BEGIN Provided information

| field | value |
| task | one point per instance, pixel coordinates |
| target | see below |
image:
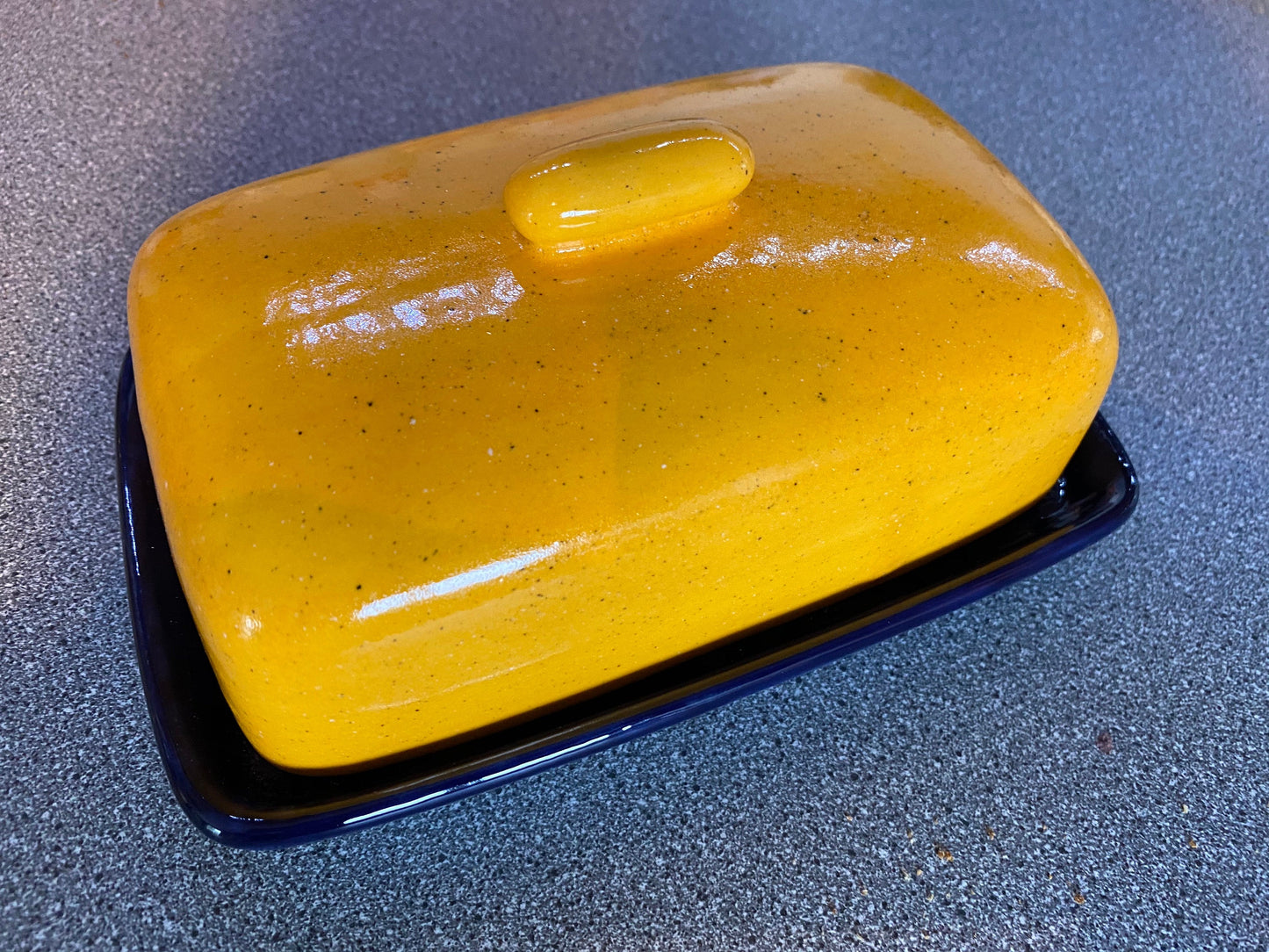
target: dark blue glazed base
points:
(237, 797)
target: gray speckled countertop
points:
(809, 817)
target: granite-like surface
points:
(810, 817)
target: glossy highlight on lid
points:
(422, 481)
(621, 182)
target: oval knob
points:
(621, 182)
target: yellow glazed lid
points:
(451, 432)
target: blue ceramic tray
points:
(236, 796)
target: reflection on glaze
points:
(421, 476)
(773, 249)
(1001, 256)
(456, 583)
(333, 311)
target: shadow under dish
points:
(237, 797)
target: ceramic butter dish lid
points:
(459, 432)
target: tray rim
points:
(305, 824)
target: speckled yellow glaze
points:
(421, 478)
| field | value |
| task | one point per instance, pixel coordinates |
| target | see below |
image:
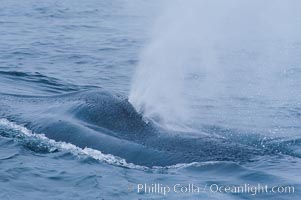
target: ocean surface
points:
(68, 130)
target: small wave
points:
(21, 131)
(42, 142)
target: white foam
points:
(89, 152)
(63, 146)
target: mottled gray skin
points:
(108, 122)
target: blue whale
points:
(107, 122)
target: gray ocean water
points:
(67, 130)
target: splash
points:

END Provided information

▶ **Task objective**: Reproduce all the records above with every occurrence of "ocean" replaced by "sea", keeping everything else the same. Leave the pictures out.

▶ **Answer for this exercise**:
| field | value |
| task | one point per instance, pixel coordinates |
| target | see below |
image:
target: dark blue glazed base
points:
(237, 797)
target: gray speckled countertop
points:
(809, 817)
target: granite-like surface
points:
(810, 817)
target: glossy highlight on lid
points:
(422, 481)
(621, 182)
target: oval knob
points:
(621, 182)
target: yellow glazed lid
points:
(451, 432)
target: blue ceramic tray
points:
(236, 796)
target: reflection on glaze
points:
(421, 476)
(773, 249)
(1001, 256)
(456, 583)
(333, 311)
target: shadow under dish
points:
(237, 797)
target: ceramic butter dish lid
points:
(459, 432)
target: tray rim
points:
(305, 824)
target: speckled yellow glaze
points:
(421, 478)
| field | value |
| task | one point per instance, pixel coordinates |
| target | see below |
image:
target: sea surface
points:
(68, 130)
target: small wave
points:
(21, 131)
(42, 142)
target: white foam
points:
(89, 152)
(63, 146)
target: mottled gray skin
points:
(108, 122)
target: blue whale
points:
(107, 122)
target: gray sea water
points:
(67, 130)
target: splash
points:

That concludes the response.